## ABOUT THIS TASK:
An exact reproduction of all entries is required.

******************************

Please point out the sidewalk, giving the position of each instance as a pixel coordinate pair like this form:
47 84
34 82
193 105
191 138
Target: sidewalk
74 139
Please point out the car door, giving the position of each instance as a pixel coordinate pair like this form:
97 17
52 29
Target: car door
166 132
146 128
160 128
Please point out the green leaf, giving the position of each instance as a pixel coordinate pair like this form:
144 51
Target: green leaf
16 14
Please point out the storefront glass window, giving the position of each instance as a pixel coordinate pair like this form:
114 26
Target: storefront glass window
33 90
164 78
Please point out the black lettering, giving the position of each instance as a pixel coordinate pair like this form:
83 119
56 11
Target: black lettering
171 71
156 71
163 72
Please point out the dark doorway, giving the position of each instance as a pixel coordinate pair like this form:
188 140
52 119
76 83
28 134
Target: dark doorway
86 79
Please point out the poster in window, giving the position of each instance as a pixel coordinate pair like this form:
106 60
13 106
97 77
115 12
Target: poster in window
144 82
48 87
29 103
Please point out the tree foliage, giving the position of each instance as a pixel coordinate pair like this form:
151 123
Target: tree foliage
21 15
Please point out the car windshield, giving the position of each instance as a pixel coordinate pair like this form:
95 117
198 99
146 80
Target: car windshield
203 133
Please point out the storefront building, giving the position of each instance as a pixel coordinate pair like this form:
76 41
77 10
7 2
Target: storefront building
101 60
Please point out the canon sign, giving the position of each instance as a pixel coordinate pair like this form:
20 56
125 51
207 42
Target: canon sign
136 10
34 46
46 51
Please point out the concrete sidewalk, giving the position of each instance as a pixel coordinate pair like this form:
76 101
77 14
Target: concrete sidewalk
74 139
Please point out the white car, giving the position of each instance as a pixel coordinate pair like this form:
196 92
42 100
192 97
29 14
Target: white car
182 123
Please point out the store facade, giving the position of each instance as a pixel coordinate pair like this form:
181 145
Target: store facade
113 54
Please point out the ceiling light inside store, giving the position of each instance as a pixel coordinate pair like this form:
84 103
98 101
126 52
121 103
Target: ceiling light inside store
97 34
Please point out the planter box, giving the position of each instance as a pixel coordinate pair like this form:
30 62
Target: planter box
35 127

******************************

## YOUR SOLUTION:
Please point out the sidewalk, giving the position of each instance as a pixel coordinate pair like this form:
47 84
34 82
193 105
191 138
Target: sidewalk
74 139
Please point out the car door, giving the position of each instance as a pixel coordinate pair like this form:
97 17
52 29
Target: car door
166 132
146 128
160 128
Please point out the green leaf, giving the position of each instance as a pixel coordinate pair like this form:
144 51
Target: green leaf
16 14
Please point out the storefront glass window, giving the position of each instance as a pixel coordinate pair like this form:
114 26
Target: storefront glass window
33 90
164 78
Please point out the black lettering, giving the position of each instance as a pixel coordinate pair like this form:
83 119
56 11
Target: black lettering
171 71
156 71
163 72
Please point out the dark doorway, giving the position of each instance as a pixel coordinate pair like this form:
188 140
52 119
76 83
28 134
Target: dark doorway
86 79
Please point out the poster in window, giving the position of each instance as a pixel coordinate pair like this form:
106 60
13 106
97 77
115 12
Target: poster in window
144 82
48 87
29 103
Please point out the tree foliage, giving the position of each instance as a pixel coordinate pair like this form:
151 123
Target: tree foliage
21 15
Please point out the car windshield, giving the position of each instance as a pixel coordinate pair like this form:
95 117
198 99
146 80
Target: car windshield
203 133
Please point out the storefront building, giving the position of each instance as a pixel coordinate pair like this form:
76 41
77 10
7 2
Target: storefront building
101 60
Please point out the canon sign, giving the position of each instance as a pixel coordinate pair like this form:
20 56
125 51
207 42
Target: canon sign
136 10
34 46
46 51
Please point out the concrete sidewalk, giving the position of each instance as a pixel coordinate pair like this form:
76 101
77 14
Target: concrete sidewalk
74 139
Please point out the white car, giving the position of each instance as a pixel coordinate pair like this form:
196 92
42 100
192 97
29 14
Target: white car
182 123
Please point out the store facade, giving the position of each instance as a pixel coordinate pair like this form:
181 145
Target: store facade
113 54
Please point out the ceiling light inside store, giving the position of each instance as a pixel coordinate pair like this form:
84 103
98 101
126 52
121 103
Target: ceiling light inside store
97 34
Please point out the planter box, giving the position of each instance as a pixel coordinate pair like this form:
30 62
Target: planter box
35 127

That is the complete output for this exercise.